◆ **WHAT YOU SHOULD DO**:
Before you write out the listing, remove the pictures; everything else stays exactly as it is.

-------------------------

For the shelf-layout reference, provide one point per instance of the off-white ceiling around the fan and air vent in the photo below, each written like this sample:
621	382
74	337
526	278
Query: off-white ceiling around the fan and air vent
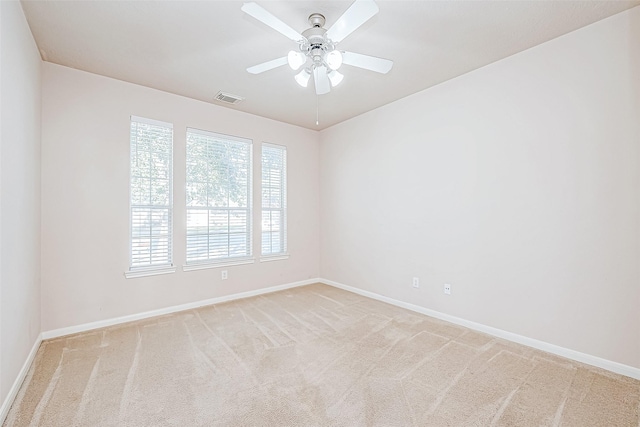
197	48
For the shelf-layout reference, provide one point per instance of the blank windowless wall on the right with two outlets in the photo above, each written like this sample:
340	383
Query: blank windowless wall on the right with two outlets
518	184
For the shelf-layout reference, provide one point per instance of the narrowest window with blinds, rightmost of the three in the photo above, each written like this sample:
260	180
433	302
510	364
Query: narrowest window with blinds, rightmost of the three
274	200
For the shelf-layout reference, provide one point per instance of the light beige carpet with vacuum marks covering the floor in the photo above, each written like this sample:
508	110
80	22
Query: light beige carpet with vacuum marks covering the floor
311	356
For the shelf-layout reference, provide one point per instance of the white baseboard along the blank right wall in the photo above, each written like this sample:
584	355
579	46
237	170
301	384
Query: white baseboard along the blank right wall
588	359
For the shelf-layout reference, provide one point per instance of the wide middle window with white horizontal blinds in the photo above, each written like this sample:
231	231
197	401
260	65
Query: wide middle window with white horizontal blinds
218	198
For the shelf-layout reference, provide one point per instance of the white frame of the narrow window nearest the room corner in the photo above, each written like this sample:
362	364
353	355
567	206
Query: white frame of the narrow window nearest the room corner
283	253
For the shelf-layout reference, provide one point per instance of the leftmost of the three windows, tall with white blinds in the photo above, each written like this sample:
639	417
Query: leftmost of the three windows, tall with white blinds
151	198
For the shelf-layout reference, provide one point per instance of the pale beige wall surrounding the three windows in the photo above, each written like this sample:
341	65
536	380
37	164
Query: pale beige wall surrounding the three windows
85	199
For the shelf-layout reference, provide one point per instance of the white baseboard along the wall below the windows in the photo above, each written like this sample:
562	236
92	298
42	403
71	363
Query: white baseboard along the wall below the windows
168	310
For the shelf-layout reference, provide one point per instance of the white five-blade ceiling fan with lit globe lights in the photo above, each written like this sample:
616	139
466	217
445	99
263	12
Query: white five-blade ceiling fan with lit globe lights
317	52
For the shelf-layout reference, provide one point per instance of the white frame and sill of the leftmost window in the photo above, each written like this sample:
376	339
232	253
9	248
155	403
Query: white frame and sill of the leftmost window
151	269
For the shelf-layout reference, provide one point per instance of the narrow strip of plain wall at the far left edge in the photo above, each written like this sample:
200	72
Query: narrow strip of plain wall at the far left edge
20	68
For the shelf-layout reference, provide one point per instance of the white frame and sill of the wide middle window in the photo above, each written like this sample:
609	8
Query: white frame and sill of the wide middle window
197	264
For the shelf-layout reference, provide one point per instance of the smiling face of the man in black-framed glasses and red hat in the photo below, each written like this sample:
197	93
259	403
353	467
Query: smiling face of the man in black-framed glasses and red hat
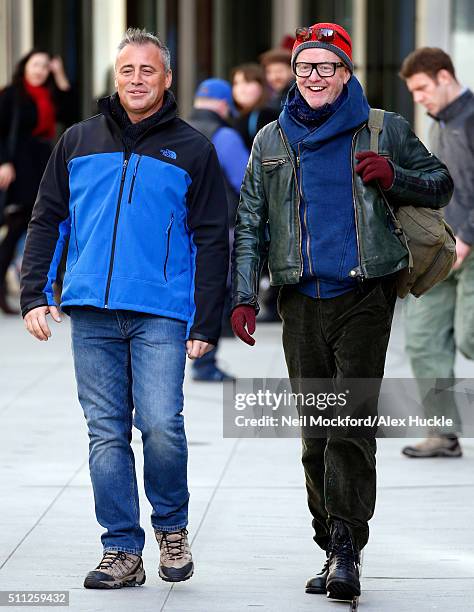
317	90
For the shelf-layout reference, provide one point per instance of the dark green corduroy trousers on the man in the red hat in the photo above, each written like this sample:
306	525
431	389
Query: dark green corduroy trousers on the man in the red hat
342	337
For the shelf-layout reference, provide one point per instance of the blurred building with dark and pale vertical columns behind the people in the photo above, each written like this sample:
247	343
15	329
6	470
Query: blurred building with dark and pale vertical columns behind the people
208	37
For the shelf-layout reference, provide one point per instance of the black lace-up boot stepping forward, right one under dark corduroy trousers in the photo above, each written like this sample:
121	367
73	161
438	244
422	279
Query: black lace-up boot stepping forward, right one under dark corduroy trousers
343	573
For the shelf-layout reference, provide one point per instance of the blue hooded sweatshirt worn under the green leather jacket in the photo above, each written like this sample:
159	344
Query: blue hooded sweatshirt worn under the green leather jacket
329	241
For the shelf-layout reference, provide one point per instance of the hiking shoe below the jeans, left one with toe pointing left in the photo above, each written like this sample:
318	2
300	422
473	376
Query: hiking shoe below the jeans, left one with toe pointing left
116	570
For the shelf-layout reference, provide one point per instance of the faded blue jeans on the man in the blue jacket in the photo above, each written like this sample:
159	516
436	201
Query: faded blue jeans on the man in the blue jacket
126	361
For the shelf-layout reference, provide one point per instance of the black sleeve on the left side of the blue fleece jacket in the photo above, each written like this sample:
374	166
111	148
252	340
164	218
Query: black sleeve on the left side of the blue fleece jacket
47	232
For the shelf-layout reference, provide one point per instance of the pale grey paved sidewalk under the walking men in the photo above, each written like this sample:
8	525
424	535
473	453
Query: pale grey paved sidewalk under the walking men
249	522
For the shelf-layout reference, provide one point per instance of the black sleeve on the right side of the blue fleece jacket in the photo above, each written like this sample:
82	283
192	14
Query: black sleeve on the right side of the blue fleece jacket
208	224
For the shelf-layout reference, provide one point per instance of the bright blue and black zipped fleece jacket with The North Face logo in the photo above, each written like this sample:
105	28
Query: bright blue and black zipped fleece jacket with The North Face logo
146	226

-------------------------

◆ **RESPONSE TO THIS TASK**:
For the shelf-layout reference, provide one point per instance of the off-white ceiling around the fan and air vent in the photo below, each written like this sample:
621	382
74	337
526	278
Query: off-white ceiling around the fan and air vent
197	48
For the shelf-layout reference, provide one point per instance of the blank windowless wall on the right with two outlets in the photo above, each written like this sample:
340	383
Query: blank windowless wall on the right with two outlets
518	184
For the shelf-layout reference, provide one point per instance of the narrowest window with blinds, rightmost of the three in the photo above, each written like this sample:
260	180
433	302
510	364
Query: narrowest window with blinds, rightmost of the three
274	200
For the shelf-layout reference, provide one point per instance of the light beige carpet with vacuum marks covering the floor in the photo above, each written like this sample:
508	110
80	22
Query: light beige carpet with vacuum marks covering the floor
311	356
For the shelf-layout reference, provide one point per instance of the white baseboard along the blank right wall in the photo above, each written like this sample:
584	355
579	46
237	170
301	384
Query: white baseboard along the blank right wall
588	359
For the shelf-layout reference, provide one point per instance of the wide middle window with white horizontal blinds in the photo above, each written like this sample:
231	231
197	401
260	65
Query: wide middle window with white horizontal blinds
218	198
For the shelf-layout reference, provide one point per instance of the white frame of the narrow window nearest the room corner in the photo above, each written like this sample:
362	364
353	355
567	206
Query: white frame of the narrow window nearest the room corner
283	253
For the shelf-layout reference, provide one point per instance of the leftmost of the three windows, tall with white blinds in the photo above, each written like this sample:
639	417
Query: leftmost of the three windows, tall with white blinds
151	198
For the shelf-layout reference, provide one point per instance of the pale beige wall surrounding the three windows in the photo above, each written like this sample:
341	65
536	380
37	164
Query: pale beige wall surrounding the three windows
85	199
For the shelf-layout reference, provide one point per instance of the white baseboard along the wall below the windows in the photo above, each written like this sample:
562	236
92	298
42	403
71	363
Query: white baseboard along the wall below the windows
168	310
For the shelf-layout reference, provide one point per instance of the white five-blade ceiling fan with lit globe lights in the photo above, each written like this sample:
616	139
466	217
445	99
263	12
Query: white five-blade ceiling fan with lit globe lights
317	52
For the shelf-layout reference, provide one point per instance of the white frame and sill of the leftmost window in the photo above, each written like this sample:
376	339
232	253
9	248
155	403
Query: white frame and sill of the leftmost window
151	269
For the shelf-layout reference, provide one point per instance of the narrow strip of plain wall at the far left edge in the photo above, each written like this sample:
200	72
Query: narrow strip of plain wall at the far left edge
20	68
For the shelf-layout reference, provide one point per instance of the white frame and sill of the wide middle window in the photo above, each written like this sample:
609	8
Query: white frame and sill of the wide middle window
197	264
For the shelf-layout reference, provide one point per instance of the smiling face of the man in black-framed glasses and red hat in the photo below, each written like this sample:
197	93
259	403
353	467
Query: smiling face of the man in black-framed glasses and red hat
317	90
For the shelf-layout reference, provide one point per instance of the dark green corduroy trousers on the man in the red hat in the photo above, each written like this sample:
306	525
431	389
Query: dark green corduroy trousers on the man in the red hat
342	337
For the shelf-layout reference, provide one point per instance of the blurred building with dark and pale vertical columns behind the people in the photo above, each written like this sample:
247	343
15	329
6	470
Query: blurred building with dark and pale vertical columns behind the people
208	37
For the shelf-layout reference, provide one point per instance of the black lace-up boot stepping forward, right one under dark corduroy trousers in the photo above, each written like this sample:
121	367
73	161
438	244
422	279
Query: black lace-up boot stepping forward, right one under dark corduroy trousers
343	573
For the shelf-layout reference, provide one point per instance of the blue hooded sweatshirt worn under the green leather jacket in the photo above, each written like this sample:
159	344
Query: blue hooded sweatshirt worn under the green leather jacket
329	241
For the shelf-layout reference, provide one point per instance of the hiking shoe below the jeans, left one with toe pointing left in the photo above, each written like this sample:
318	2
300	422
473	376
Query: hiking shoe below the jeans, left one with toe pointing left
116	570
For the shelf-layout reference, provide one point per instance of the faded blue jeans on the man in the blue jacket in the photo above, each written like this sample:
159	516
436	201
Query: faded blue jeans on the man in the blue jacket
126	361
For the shelf-layout reference, provide one point per instance of the black sleeve on the left side of the blue fleece jacket in the photo above, each written like this sample:
374	166
111	148
252	340
164	218
Query: black sleeve on the left side of the blue fleece jacket
47	232
For the shelf-layout reference, provide one point per instance of the pale grey paved sidewalk under the walking men in the photo above, each written like this sample:
8	525
424	535
473	453
Query: pale grey paved sidewalk under the walking men
249	522
For the shelf-layout reference, provide one point per instance of the black sleeve on the right side of the blue fleece jacket in the photo above, each written like this sample:
82	283
192	14
Query: black sleeve on the right side of the blue fleece jacket
208	224
For the shelf-layout reference, provide one point per instance of the bright blue and black zipped fleece jacket with The North Face logo in the photo above, each written like this sample:
105	28
Query: bright blue and black zipped fleece jacket with The North Face logo
146	226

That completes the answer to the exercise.